(Location identification items)
.....

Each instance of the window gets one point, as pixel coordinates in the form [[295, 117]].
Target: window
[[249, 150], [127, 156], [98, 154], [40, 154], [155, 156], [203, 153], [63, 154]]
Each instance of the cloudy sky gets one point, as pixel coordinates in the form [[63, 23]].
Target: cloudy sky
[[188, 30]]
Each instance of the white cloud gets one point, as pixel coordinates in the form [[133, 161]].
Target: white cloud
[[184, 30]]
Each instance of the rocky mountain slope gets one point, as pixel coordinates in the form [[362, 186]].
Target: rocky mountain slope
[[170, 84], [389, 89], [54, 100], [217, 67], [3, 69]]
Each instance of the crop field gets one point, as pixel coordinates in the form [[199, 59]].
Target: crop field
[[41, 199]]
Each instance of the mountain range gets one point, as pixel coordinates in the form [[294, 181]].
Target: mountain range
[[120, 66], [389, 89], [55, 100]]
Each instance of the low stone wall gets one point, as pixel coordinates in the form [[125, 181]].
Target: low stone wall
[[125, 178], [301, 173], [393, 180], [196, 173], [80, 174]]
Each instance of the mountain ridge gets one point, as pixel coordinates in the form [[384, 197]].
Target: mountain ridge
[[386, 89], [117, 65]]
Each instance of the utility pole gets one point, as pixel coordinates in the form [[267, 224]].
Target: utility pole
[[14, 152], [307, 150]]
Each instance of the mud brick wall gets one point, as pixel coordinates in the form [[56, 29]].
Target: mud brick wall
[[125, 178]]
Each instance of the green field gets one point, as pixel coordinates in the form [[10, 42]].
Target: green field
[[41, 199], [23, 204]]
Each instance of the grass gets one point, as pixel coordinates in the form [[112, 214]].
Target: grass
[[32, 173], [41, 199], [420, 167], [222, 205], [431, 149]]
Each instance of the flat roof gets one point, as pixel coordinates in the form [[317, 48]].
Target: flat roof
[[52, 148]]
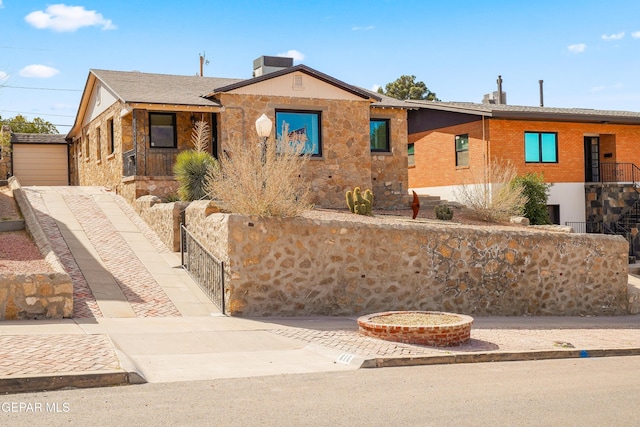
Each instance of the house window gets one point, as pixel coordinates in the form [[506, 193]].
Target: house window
[[540, 147], [411, 154], [379, 135], [162, 130], [554, 213], [462, 150], [302, 126], [98, 144], [110, 135]]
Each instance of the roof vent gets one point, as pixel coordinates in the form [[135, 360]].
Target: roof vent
[[269, 64]]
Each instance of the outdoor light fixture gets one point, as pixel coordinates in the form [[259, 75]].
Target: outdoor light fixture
[[263, 127]]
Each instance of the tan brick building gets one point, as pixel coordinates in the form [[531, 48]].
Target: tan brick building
[[131, 126], [577, 150]]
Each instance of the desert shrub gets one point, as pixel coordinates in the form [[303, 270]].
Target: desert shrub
[[192, 166], [492, 195], [249, 183], [537, 193], [444, 212]]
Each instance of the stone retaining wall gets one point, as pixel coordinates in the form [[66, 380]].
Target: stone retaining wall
[[36, 295], [163, 218], [342, 264]]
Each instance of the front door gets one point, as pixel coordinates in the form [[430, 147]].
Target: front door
[[591, 159]]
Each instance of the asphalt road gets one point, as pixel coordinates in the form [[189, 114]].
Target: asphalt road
[[574, 392]]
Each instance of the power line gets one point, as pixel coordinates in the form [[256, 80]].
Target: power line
[[41, 114], [42, 88]]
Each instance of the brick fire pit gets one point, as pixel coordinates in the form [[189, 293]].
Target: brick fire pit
[[432, 328]]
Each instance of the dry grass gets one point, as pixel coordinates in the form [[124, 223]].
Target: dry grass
[[250, 183], [492, 195]]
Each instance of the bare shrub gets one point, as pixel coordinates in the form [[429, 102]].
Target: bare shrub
[[251, 182], [493, 195]]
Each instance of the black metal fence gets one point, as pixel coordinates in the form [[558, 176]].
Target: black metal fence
[[205, 269], [619, 172]]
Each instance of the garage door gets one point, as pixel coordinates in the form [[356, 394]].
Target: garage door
[[41, 164]]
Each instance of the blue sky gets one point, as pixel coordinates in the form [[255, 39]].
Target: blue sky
[[587, 52]]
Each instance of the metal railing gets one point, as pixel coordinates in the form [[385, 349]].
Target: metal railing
[[619, 172], [205, 269], [586, 227]]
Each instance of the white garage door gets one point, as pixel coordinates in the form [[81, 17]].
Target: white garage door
[[41, 164]]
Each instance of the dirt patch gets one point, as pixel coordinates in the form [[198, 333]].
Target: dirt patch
[[416, 319]]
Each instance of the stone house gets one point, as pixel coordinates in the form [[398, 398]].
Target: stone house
[[130, 127], [590, 156]]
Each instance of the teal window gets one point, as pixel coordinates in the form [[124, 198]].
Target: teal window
[[303, 127], [462, 150], [379, 135], [412, 154], [162, 130], [541, 147]]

.....

Goal: All of the records above must be copied exactly, except for the pictures.

The completed task:
Each instance of the window gets one point, as pixel coordinates in the form [[295, 117]].
Target: window
[[249, 150], [127, 156], [98, 154], [40, 154], [155, 156], [203, 153], [63, 154]]
Each instance of the cloudy sky gets one point, as pixel coordinates in the form [[63, 23]].
Target: cloudy sky
[[188, 30]]
Each instance of the white cloud gets one point, as pixel coordinates in the form [[133, 161]].
Target: white cloud
[[184, 30]]
Each instance of the rocky mountain slope gets one point, as pixel coordinates in the form [[362, 186]].
Target: rocky mountain slope
[[170, 84], [389, 89], [54, 100], [217, 67], [3, 69]]
Each instance of the crop field gets one point, as pixel coordinates in the form [[199, 59]].
Target: crop field
[[41, 199]]
Each instance of the mountain range gets one point, as pixel coordinates in the form [[294, 181]].
Target: mountain range
[[120, 66], [389, 89], [55, 100]]
Each instance of the low stone wall gets one point, as pixel coordinates in the form [[125, 181]].
Target: low stone wall
[[125, 178], [301, 173], [393, 180], [196, 173], [80, 174]]
Each instance of the mountain ridge gets one point, as pixel coordinates in the form [[384, 197]].
Target: mountain ridge
[[386, 89], [117, 65]]
Each instance of the utility pole gets one point, as pixel coordinates in the form [[267, 224]].
Target: utility pole
[[14, 152], [307, 150]]
Each instance of the mud brick wall gets one point, as pixel coordinates in the form [[56, 29]].
Target: mud brick wall
[[125, 178]]
Each instance of the green field gets one point, as pixel coordinates in the form [[10, 42]].
Target: green field
[[41, 199], [23, 204]]
Each instance of the grass gets one point, as pixel coordinates in the form [[112, 214]].
Target: grass
[[32, 173], [41, 199], [420, 167], [222, 205], [431, 149]]
Each instance of the flat roof gets one point, as pixel coordinates in the form [[317, 48]].
Target: flat roof
[[52, 148]]
Each instance of the house window gets one point, as pixel coordinates in the form [[506, 193]].
Target: house window
[[540, 147], [411, 154], [379, 135], [162, 130], [554, 213], [462, 150], [302, 126], [98, 144], [110, 135]]
Each instance of the roof vent gets one point, as pixel coordinates in the form [[135, 360]].
Target: roof vent
[[269, 64]]
Each instance of the outdoor light fixture gets one point, as pixel coordinates in the form [[259, 75]].
Target: outdoor light fixture
[[263, 127]]
Each instance of the tan brick building gets one point, as pixel coordinates in the form [[531, 48]].
Target: tan brick building
[[131, 126], [577, 150]]
Each instance of the desert shrub gets one point, as pixel coordinates in the form [[303, 270]].
Target: desert shrub
[[192, 166], [492, 195], [249, 183], [537, 193], [444, 212]]
Each instance of the stone retaining wall gets one point, as pixel coordinates in the form [[66, 380]].
Target: stone retaining wall
[[36, 295], [163, 218], [342, 264]]
Each instance of the front door gets one point, as pixel coordinates in the form [[430, 147]].
Target: front door
[[591, 159]]
Each instance of the asphalt road gets one point, as pixel coordinates in the form [[189, 114]].
Target: asphalt road
[[574, 392]]
Each instance of the power line gets one point, as pixel coordinates in the form [[256, 80]].
Target: power line
[[41, 114], [42, 88]]
Each instance of the brick fire pit gets one point, as pixel coordinates in the form [[189, 293]].
Target: brick fire pit
[[432, 328]]
Each instance of the dry grass gets one point, as pixel coordinates in the form [[124, 223]].
Target: dry grass
[[250, 183], [492, 195]]
Each instance of the bare shrub gets one point, as pixel coordinates in the form [[429, 102]].
Target: bare shrub
[[251, 182], [493, 195]]
Each instance of the black metal fence gets one point, as pixel coordinates in the form [[558, 176]].
Target: black metal fence
[[205, 269], [619, 172]]
Each instance of the garage door gets one point, as pixel coordinates in the form [[356, 394]].
Target: garage door
[[41, 164]]
Each instance of the blue sky gets one point, as pixel coordinates in the form [[255, 39]].
Target: blue sky
[[587, 52]]
Each instance of the metal railing gets one point, as pixel coordinates in the form [[385, 349]].
Target: metal railing
[[619, 172], [205, 269], [586, 227]]
Each instance of the white garage door gets one point, as pixel coordinates in the form [[81, 17]].
Target: white garage door
[[41, 164]]
Each instance of the dirt patch gets one point, as pixel coordinates in the form [[198, 333]].
Target: dirt patch
[[416, 319]]
Each instance of the stone house gets one point, as pixel coordinates in the form [[398, 398]].
Target: stone house
[[130, 127], [590, 156]]
Each instance of the teal window gets one point, as pixel coordinates in the form [[124, 198]].
Target: teal window
[[303, 127], [462, 150], [379, 135], [412, 154], [162, 130], [541, 147]]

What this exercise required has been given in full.